* GOAL OF THE EXERCISE:
Rewrite the items below with "instance" swapped for "object" everywhere it appears, changing nothing else. Leave the pictures out of your copy.

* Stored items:
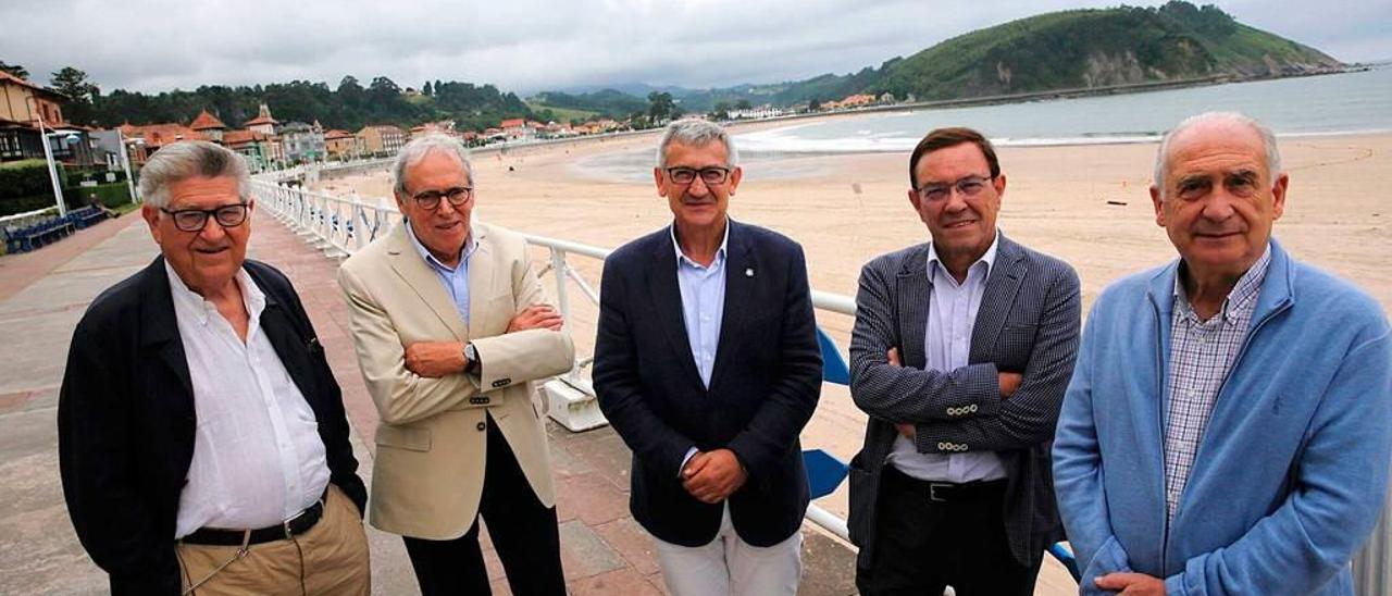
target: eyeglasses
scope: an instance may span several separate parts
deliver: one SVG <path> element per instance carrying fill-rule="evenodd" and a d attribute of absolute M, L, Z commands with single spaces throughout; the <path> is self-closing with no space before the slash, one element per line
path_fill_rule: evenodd
<path fill-rule="evenodd" d="M 725 181 L 729 180 L 731 171 L 732 170 L 728 167 L 703 167 L 699 170 L 695 167 L 668 167 L 667 177 L 675 184 L 693 184 L 699 175 L 700 181 L 710 187 L 725 184 Z"/>
<path fill-rule="evenodd" d="M 427 212 L 440 207 L 440 199 L 450 199 L 450 205 L 459 206 L 473 198 L 473 187 L 454 187 L 447 191 L 423 191 L 411 196 L 416 206 Z"/>
<path fill-rule="evenodd" d="M 986 184 L 988 181 L 992 181 L 992 180 L 995 180 L 994 175 L 983 177 L 983 175 L 974 175 L 973 174 L 973 175 L 967 175 L 965 178 L 960 178 L 956 182 L 948 182 L 948 184 L 928 182 L 928 184 L 924 184 L 923 187 L 920 187 L 917 189 L 917 192 L 919 192 L 919 198 L 922 198 L 923 201 L 942 201 L 942 199 L 947 199 L 948 195 L 952 192 L 954 188 L 956 188 L 958 194 L 960 194 L 962 196 L 976 196 L 976 195 L 979 195 L 981 192 L 981 189 L 986 188 Z"/>
<path fill-rule="evenodd" d="M 246 221 L 248 203 L 223 205 L 213 209 L 178 209 L 168 210 L 160 207 L 174 219 L 174 227 L 180 231 L 203 231 L 207 217 L 212 216 L 221 227 L 237 227 Z"/>

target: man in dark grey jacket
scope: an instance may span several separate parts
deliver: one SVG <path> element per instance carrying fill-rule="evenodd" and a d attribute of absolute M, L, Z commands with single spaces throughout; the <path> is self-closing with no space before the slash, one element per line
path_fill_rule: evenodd
<path fill-rule="evenodd" d="M 1061 538 L 1050 441 L 1079 334 L 1077 273 L 995 227 L 995 149 L 930 132 L 909 202 L 933 240 L 860 273 L 851 394 L 870 415 L 851 466 L 864 595 L 1031 595 Z"/>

* TASK ANSWER:
target: eyeglasses
scope: an object may span several separate parts
deliver: one SVG <path> element per object carrying fill-rule="evenodd" and a d attribute of absolute M, L, Z commands with single spaces throughout; the <path> is self-closing with no space before the slash, one element per line
path_fill_rule: evenodd
<path fill-rule="evenodd" d="M 725 181 L 729 180 L 731 171 L 732 170 L 728 167 L 703 167 L 699 170 L 695 167 L 668 167 L 667 177 L 675 184 L 693 184 L 699 175 L 700 181 L 710 187 L 725 184 Z"/>
<path fill-rule="evenodd" d="M 427 212 L 440 207 L 440 199 L 450 199 L 450 205 L 459 206 L 473 198 L 473 187 L 454 187 L 447 191 L 423 191 L 411 196 L 416 206 Z"/>
<path fill-rule="evenodd" d="M 986 184 L 988 181 L 992 181 L 992 180 L 995 180 L 994 175 L 983 177 L 983 175 L 974 175 L 973 174 L 973 175 L 967 175 L 965 178 L 960 178 L 956 182 L 948 182 L 948 184 L 928 182 L 928 184 L 924 184 L 923 187 L 920 187 L 917 189 L 917 192 L 919 192 L 919 198 L 922 198 L 923 201 L 942 201 L 942 199 L 947 199 L 948 195 L 952 192 L 954 188 L 956 188 L 958 194 L 960 194 L 962 196 L 976 196 L 976 195 L 979 195 L 981 192 L 981 189 L 986 188 Z"/>
<path fill-rule="evenodd" d="M 246 221 L 248 203 L 223 205 L 213 209 L 178 209 L 168 210 L 160 207 L 174 219 L 174 227 L 180 231 L 203 231 L 207 217 L 212 216 L 221 227 L 237 227 Z"/>

target: man in dark grey jacket
scope: an object may span several separate parts
deliver: one SVG <path> element per object carrying fill-rule="evenodd" and a d attribute of absolute M, L, Z commands with single spaces throughout; the <path> is self-closing with no space before the slash, one element per line
path_fill_rule: evenodd
<path fill-rule="evenodd" d="M 1061 538 L 1050 441 L 1079 334 L 1077 273 L 995 227 L 995 149 L 930 132 L 909 202 L 933 240 L 860 273 L 851 394 L 870 415 L 851 466 L 864 595 L 1031 595 Z"/>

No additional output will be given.